> **Stated goal a**:
In the entries below, find every line that contains the string "police", matching case exactly, and copy each of those lines.

> **Document extract**:
Retirement at 50? Maybe in Taiwan

Overall it’s the complete opposite of rural.

Hualien would be a good choice

Kaohsiung is relaxing plus it has warm climate with awesome sunsets daily and very affordable standard of living.

I think it depends on the quality of life you want. People will paint whatever their current lifestyle is on to your amount of money, for me especially to live somewhere nice and be able to do some thing other than eat and sleep and ride a bicycle, that amount of money is nowhere near enough in Taiwan, even for me personally, let alone as a family.

But I think that until you’ve lived in a place, you have no idea what it’s like, and so you are questioning whether Taiwan is the same as it was eight years ago, have you considered that Penang is probably not the same as it never was, since you’ve never been there?

You can’t really paint the whole country into one part of it that you’ve never been to and assume you know what life is like there. You may have a sense of the general flavor of it but compare where you’re from to Toronto or Charlottetown or Iqaluit, Very different styles of life.

Even that extra $800ish Per month from working another five years, I think you are the only one who knows your own lifestyle situation (requirements and standards) and how much comfort you have with living paycheck to paycheck.

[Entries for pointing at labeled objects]
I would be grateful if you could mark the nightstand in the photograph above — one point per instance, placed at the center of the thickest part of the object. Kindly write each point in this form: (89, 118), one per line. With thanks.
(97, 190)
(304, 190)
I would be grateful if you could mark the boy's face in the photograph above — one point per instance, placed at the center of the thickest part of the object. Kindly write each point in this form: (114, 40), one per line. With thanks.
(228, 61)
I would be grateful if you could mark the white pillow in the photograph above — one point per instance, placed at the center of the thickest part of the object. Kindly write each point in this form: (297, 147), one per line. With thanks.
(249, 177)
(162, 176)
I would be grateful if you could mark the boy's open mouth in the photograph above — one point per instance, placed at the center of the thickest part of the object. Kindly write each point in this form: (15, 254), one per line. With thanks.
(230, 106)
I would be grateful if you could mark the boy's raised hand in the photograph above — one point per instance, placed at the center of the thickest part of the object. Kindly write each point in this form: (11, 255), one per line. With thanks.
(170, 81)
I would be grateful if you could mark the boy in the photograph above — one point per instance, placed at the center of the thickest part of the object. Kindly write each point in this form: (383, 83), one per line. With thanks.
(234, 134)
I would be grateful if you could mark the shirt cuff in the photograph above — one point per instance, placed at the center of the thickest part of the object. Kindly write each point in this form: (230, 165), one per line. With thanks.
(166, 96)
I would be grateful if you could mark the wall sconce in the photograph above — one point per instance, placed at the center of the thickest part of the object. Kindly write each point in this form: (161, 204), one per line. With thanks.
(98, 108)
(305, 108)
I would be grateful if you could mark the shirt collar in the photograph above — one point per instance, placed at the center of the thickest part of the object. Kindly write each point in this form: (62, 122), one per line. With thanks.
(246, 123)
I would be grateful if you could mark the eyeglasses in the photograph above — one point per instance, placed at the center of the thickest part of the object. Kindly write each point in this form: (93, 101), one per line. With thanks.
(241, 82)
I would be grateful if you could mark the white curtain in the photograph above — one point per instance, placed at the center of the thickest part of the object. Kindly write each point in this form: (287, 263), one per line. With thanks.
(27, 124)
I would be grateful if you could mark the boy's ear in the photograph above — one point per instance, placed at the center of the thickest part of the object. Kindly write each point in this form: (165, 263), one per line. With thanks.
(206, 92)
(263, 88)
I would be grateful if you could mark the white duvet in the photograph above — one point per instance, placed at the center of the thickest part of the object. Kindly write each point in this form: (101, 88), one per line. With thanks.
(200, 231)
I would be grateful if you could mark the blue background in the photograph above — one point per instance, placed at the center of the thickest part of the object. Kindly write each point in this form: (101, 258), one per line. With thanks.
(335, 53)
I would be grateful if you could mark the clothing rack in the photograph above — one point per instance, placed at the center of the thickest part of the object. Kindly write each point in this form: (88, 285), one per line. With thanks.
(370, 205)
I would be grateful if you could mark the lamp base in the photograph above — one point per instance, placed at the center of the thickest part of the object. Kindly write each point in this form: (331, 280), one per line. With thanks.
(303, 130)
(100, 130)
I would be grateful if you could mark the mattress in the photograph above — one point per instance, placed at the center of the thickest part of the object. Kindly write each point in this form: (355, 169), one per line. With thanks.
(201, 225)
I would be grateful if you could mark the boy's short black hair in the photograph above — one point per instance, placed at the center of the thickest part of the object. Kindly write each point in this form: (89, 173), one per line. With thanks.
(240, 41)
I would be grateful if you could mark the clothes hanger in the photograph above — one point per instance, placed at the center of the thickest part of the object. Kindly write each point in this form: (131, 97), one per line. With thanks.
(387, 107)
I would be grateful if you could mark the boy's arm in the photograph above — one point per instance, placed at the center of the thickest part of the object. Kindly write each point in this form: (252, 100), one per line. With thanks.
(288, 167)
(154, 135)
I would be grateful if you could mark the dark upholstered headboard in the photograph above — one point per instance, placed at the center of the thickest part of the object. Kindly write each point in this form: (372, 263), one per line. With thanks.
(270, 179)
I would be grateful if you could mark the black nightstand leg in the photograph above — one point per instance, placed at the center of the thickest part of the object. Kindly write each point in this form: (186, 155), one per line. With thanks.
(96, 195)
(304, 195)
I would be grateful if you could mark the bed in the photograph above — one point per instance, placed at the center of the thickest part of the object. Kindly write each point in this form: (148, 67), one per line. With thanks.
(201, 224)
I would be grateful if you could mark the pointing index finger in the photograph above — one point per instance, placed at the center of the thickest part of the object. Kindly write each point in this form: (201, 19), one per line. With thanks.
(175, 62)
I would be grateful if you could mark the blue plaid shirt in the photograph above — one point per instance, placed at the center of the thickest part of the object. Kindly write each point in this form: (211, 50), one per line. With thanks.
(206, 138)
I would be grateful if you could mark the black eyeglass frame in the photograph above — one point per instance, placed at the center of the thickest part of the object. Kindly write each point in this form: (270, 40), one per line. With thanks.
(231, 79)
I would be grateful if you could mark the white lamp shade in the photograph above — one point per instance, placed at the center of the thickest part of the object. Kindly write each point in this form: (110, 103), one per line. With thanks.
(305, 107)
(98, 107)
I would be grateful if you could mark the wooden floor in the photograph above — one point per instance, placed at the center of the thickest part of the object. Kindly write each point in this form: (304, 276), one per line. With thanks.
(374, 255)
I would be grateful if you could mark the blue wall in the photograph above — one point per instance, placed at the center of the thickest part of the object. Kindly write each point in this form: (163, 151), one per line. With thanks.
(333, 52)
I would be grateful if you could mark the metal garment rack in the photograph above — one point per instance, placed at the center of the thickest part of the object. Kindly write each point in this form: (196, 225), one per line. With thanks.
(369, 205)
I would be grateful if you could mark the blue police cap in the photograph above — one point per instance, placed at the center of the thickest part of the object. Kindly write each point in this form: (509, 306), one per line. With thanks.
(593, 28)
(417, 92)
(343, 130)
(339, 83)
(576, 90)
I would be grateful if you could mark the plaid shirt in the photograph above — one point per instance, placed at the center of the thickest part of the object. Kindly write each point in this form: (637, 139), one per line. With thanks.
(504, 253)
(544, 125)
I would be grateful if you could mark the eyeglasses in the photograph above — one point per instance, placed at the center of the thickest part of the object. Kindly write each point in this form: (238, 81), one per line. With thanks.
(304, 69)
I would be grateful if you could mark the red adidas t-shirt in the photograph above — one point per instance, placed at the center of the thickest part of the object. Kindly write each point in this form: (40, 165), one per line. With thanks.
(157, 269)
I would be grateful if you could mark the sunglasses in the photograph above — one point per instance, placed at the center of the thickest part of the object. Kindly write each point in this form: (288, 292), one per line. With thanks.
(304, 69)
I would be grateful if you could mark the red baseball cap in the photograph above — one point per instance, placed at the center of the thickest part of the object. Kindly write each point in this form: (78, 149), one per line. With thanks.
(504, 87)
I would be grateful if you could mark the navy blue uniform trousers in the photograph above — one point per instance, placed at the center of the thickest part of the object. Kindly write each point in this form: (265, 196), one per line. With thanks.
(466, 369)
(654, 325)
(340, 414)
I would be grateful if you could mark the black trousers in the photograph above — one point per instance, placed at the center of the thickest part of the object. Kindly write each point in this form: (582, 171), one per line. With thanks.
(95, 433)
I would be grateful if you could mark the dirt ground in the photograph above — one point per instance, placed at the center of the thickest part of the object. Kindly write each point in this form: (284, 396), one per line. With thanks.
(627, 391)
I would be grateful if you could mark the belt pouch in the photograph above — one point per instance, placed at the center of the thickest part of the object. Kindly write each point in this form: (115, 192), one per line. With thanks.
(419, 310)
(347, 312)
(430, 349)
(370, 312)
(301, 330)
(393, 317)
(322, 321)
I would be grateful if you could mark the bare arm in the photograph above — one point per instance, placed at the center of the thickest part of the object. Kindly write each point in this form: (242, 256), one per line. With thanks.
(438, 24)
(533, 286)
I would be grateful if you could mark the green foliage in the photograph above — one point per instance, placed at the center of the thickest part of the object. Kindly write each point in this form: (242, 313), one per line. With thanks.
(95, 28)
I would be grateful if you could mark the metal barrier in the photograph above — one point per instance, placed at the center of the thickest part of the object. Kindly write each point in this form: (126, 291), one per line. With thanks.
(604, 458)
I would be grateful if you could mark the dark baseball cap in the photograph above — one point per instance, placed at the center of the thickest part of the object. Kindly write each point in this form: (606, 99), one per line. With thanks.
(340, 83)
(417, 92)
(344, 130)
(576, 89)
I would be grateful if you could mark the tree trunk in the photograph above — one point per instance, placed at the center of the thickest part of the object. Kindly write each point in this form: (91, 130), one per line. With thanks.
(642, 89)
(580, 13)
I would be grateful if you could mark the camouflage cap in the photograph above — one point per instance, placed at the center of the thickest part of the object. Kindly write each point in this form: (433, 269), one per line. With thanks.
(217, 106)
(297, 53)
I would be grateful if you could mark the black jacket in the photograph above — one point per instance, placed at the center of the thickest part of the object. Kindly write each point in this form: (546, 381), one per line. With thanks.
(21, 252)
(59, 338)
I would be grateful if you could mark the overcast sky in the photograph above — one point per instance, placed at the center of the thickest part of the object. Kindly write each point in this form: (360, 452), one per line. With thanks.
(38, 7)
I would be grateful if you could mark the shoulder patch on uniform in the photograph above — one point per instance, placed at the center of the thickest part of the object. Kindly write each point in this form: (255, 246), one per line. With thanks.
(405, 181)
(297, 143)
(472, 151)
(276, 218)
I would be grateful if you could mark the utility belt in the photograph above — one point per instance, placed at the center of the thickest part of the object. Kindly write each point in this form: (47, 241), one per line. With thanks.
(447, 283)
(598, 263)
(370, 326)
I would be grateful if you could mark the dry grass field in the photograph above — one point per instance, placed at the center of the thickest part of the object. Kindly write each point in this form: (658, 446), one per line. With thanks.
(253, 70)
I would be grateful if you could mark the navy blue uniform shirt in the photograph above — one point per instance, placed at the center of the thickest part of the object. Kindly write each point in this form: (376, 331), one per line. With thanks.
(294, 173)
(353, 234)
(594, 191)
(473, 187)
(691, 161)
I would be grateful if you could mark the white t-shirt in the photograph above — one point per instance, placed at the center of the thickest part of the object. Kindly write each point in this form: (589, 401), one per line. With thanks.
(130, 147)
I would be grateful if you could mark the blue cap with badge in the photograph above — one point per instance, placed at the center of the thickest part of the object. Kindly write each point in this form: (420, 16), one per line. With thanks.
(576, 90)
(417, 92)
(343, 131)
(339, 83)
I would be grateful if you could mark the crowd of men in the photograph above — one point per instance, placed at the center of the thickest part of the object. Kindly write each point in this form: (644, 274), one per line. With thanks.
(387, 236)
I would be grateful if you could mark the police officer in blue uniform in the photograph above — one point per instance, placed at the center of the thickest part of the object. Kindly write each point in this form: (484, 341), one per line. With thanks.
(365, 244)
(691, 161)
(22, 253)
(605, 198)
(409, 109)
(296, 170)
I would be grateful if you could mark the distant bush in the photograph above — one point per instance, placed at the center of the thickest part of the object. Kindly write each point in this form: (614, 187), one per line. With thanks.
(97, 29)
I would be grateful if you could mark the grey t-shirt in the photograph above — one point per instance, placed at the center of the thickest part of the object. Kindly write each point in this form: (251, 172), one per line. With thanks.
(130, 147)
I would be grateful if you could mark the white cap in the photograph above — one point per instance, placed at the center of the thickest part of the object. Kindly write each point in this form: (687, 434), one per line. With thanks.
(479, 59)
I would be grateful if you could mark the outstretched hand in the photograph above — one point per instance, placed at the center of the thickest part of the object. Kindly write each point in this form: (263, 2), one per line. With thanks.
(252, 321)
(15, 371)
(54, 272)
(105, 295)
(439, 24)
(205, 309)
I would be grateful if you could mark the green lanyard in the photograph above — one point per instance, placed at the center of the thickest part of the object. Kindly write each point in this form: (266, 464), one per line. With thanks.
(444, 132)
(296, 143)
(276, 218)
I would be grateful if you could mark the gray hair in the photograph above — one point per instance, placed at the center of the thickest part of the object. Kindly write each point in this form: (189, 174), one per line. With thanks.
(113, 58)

> **Stated goal b**:
In the discussion about retiring in Taiwan, which city is described as having a warm climate with awesome sunsets daily?

> **Written response a**:
I would be grateful if you could mark the blue police cap in the photograph above — one point per instance, placed at the center of the thickest part of the object. Kindly write each point in this form: (509, 306), one per line. With thanks.
I would be grateful if you could mark the police officer in blue uniform in the photograph above — one point per instance, placed at the center of the thickest part of the object. Kindly write each point in this form: (484, 341), one per line. With thanks.

> **Written response b**:
Kaohsiung